_Göreviniz:_
Okuma metnindeki “Ortam iki çelişik eğilimi” diye başlayan paragrafı ana bilgilerini koruyarak madde listesine dönüştürün.

Toplam olarak Kürt faktörünün Türkiye’de siyaset alanında doldurduğu hacim daralmaya devam edecektir. Hacim daralması Kürt hareketinin sınıfsallığı gölgeleyen özelliklerinin geri düşmesini de içerecek ve sosyalist müdahaleler için daha elverişli bir ortam şekillenecektir.

Bu başlıkta üzerinde durmamız gereken bir diğer olgu, aylardır partimiz tarafından dile getirilen “Kürt kartı”dır. Yukarıda değinildiği gibi, Türkiye’nin KADEK’i ve güneydeki Kürt oluşumlarını provoke ederek, kendi bölgesel hesaplarını canlı tutma isteği tek taraflı işleyen bir mekanizmaya sahip değildir. “Kürt kartı”nı öne çıkartmak, Türkiye’nin pazarlık gücünü kırmak için ABD tarafından da benimsenmiştir. Tezkerenin TBMM’de reddinden sonra Erbil ve başka Kürt kentlerinde düzenlenen gösterilerdeki teatral sahneler, ABD’nin bu dönem her alanda “göz çıkarmak”tan başka bir şey denemeyeceğinin kanıtıdır ve ilginçtir bu görüntüler hem Kürt siyasetçisinin, hem Washington’un, hem Ankara’nın çıkarlarına hizmet etmektedir. Kaybedecek olan ise hiç kuşku yok, Kürt halkı olacaktır.

4. Dünya konjonktürü: ABD atağına tepki

 “Yeni dünya düzeninin” yarattığı eşitsizlik uçurumlarının henüz devrimci sınıfsal dinamikleri tetiklemediği açık olmakla birlikte, savaş atmosferi orta sınıf tepkiselliğini kitlesel olarak kışkırtmıştır. Bu kışkırtmada kapitalist ülkelerin iç rekabetinin de önemli bir payı bulunsa bile, söz konusu kitlesellik önemsenmelidir.

Ortam iki çelişik eğilimi birlikte gündemde tutacaktır: Bir tarafta sistemin kısmi reformlara tabi tutulması, çelişkilerin yumuşatılması ve emperyalist uzlaşmalar; diğer tarafta ABD saldırganlığının yola devam etmesi, eşitsizliklerin derinleşmesi ve emperyalist paylaşım.

Bu koşullarda ABD’nin atağı sürecektir. Güçlenen taraf, ABD’ye ve temsil ettiği yönelimlerin karşısına çıkartılan ve aynı anda hem reformizmi hem de paylaşımcı rekabetin derinleşmesini içeren damarlar olacaktır. ABD’nin atağının ön planda duracağı bu sürece, söz konusu doğrultudaki tepkilerin damga vurması beklenebilir.

Bu tepkiler kapitalist dünyada işçi sınıfı siyasetinden uzak bir zemine oturmaktadır. Ancak ABD atağına tepki konjonktürünün devrimci uçlar vermesi güçlü bir olasılıktır.

_Kayıtlı bilgiler:_
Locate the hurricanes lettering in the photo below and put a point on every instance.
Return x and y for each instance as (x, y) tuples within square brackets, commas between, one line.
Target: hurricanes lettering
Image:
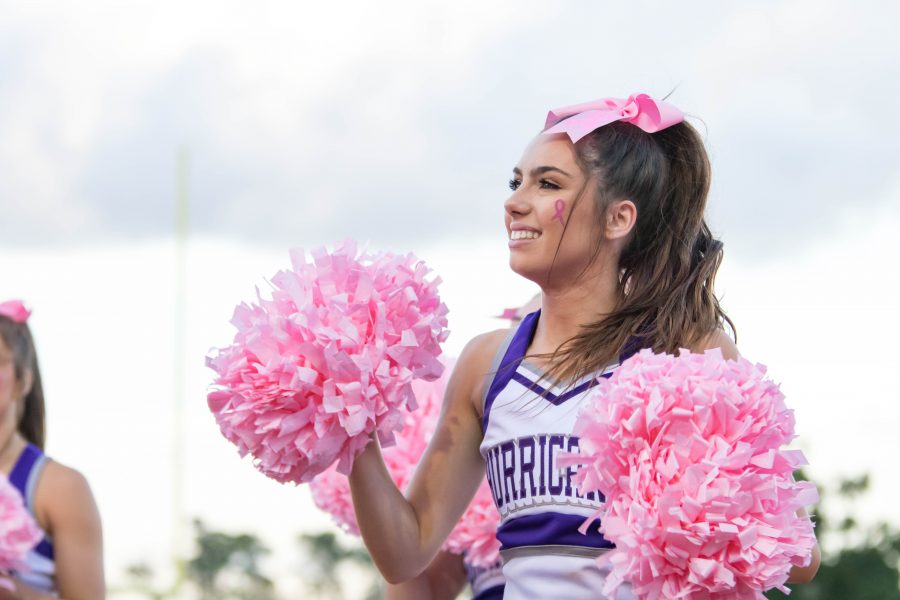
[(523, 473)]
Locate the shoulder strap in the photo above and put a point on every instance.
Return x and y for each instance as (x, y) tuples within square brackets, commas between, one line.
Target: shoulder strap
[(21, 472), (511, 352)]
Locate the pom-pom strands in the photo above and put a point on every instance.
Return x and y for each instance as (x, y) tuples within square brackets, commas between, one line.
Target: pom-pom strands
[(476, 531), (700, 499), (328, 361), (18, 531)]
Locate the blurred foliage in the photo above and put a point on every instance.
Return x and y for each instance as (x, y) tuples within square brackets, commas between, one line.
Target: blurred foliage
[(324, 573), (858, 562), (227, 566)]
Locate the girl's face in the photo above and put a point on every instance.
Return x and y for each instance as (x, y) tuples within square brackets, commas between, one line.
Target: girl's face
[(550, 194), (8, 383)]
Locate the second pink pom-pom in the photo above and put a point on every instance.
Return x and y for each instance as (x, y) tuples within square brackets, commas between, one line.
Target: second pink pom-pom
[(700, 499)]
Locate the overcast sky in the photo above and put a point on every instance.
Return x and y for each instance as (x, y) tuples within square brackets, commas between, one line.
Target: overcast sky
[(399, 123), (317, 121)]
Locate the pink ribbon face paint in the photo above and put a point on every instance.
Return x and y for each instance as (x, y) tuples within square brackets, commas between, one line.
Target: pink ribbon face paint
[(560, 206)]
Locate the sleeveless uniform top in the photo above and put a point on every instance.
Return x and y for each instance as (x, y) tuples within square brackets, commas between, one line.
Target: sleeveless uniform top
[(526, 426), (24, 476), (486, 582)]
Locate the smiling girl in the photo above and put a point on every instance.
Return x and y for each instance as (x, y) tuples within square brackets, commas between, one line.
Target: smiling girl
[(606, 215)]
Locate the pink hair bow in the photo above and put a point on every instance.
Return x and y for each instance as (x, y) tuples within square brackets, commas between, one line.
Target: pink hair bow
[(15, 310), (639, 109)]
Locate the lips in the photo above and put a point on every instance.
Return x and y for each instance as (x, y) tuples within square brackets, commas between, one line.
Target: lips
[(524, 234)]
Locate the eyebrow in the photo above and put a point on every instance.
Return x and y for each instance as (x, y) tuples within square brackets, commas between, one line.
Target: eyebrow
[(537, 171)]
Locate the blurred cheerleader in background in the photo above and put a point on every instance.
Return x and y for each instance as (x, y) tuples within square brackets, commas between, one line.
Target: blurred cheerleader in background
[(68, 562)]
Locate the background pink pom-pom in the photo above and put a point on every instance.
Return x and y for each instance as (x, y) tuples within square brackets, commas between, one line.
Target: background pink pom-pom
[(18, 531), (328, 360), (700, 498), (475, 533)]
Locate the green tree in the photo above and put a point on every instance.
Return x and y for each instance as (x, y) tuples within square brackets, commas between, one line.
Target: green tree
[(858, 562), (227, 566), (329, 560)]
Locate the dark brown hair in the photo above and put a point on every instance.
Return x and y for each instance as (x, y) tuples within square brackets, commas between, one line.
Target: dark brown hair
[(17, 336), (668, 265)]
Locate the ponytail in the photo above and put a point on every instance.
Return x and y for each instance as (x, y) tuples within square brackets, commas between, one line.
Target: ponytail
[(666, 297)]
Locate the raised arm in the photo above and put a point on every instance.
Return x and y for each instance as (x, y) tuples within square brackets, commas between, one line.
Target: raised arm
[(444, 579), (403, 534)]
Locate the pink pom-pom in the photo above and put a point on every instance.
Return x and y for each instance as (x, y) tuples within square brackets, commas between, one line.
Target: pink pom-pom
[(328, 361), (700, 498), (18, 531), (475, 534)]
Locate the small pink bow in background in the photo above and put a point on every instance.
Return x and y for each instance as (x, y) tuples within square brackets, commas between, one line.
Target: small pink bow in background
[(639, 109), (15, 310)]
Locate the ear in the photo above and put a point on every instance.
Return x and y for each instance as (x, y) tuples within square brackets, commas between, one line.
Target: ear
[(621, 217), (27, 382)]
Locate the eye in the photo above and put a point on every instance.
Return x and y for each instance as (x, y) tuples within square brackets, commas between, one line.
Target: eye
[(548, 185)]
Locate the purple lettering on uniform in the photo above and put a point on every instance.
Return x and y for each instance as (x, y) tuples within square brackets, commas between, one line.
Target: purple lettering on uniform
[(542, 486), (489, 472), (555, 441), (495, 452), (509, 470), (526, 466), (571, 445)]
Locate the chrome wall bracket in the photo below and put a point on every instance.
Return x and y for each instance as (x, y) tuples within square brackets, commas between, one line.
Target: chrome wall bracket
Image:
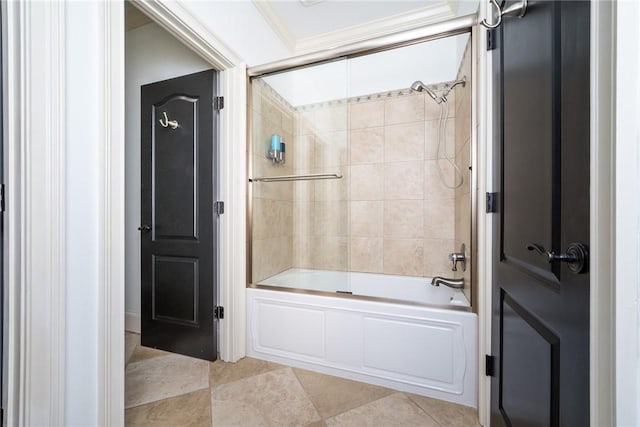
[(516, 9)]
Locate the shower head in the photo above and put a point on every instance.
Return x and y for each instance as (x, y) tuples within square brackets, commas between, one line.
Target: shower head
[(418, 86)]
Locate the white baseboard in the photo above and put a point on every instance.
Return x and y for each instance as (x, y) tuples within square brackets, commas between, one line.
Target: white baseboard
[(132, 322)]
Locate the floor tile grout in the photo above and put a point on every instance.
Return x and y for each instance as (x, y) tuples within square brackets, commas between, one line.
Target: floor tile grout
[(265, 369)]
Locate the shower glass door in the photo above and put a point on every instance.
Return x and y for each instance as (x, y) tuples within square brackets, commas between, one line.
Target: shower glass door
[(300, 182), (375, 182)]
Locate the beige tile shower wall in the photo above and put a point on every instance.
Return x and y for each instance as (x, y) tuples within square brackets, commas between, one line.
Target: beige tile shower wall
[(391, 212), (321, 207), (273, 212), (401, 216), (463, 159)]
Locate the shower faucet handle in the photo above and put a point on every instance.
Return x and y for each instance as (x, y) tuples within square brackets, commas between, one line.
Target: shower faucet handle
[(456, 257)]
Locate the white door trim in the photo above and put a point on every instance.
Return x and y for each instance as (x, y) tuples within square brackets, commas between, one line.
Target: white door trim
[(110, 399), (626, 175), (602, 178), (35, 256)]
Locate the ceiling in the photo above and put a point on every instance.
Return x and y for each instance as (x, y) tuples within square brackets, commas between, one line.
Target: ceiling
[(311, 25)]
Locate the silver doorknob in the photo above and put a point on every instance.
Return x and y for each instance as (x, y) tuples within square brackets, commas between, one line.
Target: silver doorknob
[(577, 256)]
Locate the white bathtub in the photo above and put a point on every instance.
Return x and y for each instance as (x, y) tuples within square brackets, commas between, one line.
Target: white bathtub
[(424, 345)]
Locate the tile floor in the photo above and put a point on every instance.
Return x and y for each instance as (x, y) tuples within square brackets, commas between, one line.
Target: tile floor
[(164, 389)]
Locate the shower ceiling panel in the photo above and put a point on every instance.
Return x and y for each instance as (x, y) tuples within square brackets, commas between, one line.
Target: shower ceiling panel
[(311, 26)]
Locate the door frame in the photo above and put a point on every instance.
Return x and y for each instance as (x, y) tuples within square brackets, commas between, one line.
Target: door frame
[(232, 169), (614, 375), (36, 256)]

_Görev yanıtı:_
- Ortam, iki çelişik eğilimi birlikte gündemde tutacaktır.
- Birinci eğilim: sistemin kısmi reformlara tabi tutulması, çelişkilerin yumuşatılması ve emperyalist uzlaşmalar.
- İkinci eğilim: ABD saldırganlığının sürmesi, eşitsizliklerin derinleşmesi ve emperyalist paylaşım.